● **Action item**
Among the lines below, keep only those from the one containing "the man's ear" through the one containing "In this exercise you will tag every instance of the yellow", and reproduce them exactly.

● **Data records**
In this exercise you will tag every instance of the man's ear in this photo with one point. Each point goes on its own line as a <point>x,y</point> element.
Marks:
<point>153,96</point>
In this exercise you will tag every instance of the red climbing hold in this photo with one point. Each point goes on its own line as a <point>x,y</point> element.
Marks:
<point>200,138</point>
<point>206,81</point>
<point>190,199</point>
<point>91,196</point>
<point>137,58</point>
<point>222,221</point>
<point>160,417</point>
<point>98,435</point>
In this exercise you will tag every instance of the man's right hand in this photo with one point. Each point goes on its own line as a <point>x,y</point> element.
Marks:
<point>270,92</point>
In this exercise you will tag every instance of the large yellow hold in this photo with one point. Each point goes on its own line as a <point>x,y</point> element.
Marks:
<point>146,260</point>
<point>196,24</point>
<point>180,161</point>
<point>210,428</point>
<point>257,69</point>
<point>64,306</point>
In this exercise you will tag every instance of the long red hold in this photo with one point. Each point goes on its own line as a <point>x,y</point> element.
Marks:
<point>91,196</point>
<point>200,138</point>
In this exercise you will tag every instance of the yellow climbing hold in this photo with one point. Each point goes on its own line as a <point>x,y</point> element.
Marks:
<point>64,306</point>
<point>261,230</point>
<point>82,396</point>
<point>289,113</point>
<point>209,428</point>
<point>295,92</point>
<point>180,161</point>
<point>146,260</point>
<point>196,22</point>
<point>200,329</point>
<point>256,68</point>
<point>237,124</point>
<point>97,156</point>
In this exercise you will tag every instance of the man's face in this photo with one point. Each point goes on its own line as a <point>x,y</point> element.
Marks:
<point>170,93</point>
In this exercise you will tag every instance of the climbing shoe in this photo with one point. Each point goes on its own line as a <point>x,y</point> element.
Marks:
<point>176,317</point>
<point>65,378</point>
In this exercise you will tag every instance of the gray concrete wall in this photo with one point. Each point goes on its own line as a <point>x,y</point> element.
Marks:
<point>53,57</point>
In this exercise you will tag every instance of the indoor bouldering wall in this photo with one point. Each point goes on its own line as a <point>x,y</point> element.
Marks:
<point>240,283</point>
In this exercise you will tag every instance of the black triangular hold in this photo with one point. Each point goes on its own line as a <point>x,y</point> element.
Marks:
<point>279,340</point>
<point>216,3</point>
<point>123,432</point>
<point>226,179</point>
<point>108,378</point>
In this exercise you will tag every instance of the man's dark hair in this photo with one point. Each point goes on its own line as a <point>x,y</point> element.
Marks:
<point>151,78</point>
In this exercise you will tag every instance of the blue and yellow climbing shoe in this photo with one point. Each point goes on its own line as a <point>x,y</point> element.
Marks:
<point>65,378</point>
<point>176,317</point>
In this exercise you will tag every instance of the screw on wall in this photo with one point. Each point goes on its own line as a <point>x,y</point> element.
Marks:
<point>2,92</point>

* * *

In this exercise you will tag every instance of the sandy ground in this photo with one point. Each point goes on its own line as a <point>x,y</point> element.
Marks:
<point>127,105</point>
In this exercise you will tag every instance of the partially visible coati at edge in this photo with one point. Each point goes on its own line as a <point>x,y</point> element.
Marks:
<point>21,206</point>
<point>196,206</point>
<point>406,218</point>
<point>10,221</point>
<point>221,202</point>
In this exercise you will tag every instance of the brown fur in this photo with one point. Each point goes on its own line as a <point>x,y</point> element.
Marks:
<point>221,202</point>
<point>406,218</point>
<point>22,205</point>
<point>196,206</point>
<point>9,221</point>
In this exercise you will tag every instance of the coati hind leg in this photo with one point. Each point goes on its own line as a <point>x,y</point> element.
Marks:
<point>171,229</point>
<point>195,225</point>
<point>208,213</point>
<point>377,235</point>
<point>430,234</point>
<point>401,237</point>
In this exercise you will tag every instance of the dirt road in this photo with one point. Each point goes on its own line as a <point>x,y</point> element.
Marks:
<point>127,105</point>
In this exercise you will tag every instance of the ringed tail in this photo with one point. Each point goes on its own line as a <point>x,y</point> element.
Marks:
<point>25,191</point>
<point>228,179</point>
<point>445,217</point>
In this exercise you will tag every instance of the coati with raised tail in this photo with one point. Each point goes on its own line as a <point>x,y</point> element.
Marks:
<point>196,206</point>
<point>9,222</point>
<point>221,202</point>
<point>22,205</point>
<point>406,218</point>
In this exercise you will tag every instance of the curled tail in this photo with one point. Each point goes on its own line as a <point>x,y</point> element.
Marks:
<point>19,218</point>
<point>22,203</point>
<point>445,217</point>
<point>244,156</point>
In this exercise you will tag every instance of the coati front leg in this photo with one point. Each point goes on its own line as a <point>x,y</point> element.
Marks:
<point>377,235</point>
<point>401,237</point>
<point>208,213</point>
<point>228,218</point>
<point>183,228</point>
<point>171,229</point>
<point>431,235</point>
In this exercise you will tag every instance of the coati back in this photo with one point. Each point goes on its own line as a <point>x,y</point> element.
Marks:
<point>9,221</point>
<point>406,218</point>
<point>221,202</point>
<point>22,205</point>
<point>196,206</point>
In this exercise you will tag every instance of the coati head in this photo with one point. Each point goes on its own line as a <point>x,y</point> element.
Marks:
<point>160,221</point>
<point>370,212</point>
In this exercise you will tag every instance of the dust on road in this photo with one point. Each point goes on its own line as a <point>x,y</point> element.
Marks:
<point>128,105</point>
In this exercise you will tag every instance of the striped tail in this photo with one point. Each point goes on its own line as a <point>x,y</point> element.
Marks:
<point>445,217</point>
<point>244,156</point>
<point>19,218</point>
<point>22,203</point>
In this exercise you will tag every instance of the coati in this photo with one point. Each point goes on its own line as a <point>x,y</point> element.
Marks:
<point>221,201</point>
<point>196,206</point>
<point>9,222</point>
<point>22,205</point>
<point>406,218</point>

● **Answer box**
In this exercise you will tag every instance of the man's ear in this photo with one point. Each point goes on its own line as a <point>x,y</point> element.
Marks:
<point>153,96</point>
In this exercise you will tag every instance of the red climbing hold in this photo with one point. Each point goes on its own line as a <point>x,y</point> element.
Marks:
<point>200,138</point>
<point>206,81</point>
<point>190,199</point>
<point>91,196</point>
<point>137,58</point>
<point>222,221</point>
<point>160,417</point>
<point>98,435</point>
In this exercise you will tag every instance of the man's right hand in this photo with one point. Each point goes on its own line as a <point>x,y</point> element.
Marks:
<point>270,92</point>
In this exercise you will tag every instance of the large yellow hold in this photo with one point. Each point goes on its own line as a <point>x,y</point> element.
Marks:
<point>146,260</point>
<point>196,24</point>
<point>180,161</point>
<point>210,428</point>
<point>257,69</point>
<point>64,306</point>
In this exercise you will tag every instance of the long red hold in this photo with one point. Each point goes on its own line as a <point>x,y</point> element.
Marks:
<point>91,196</point>
<point>200,138</point>
In this exercise you will tag every instance of the yellow climbing hold in this photo with one point. Each point goes on its own line as a <point>x,y</point> element.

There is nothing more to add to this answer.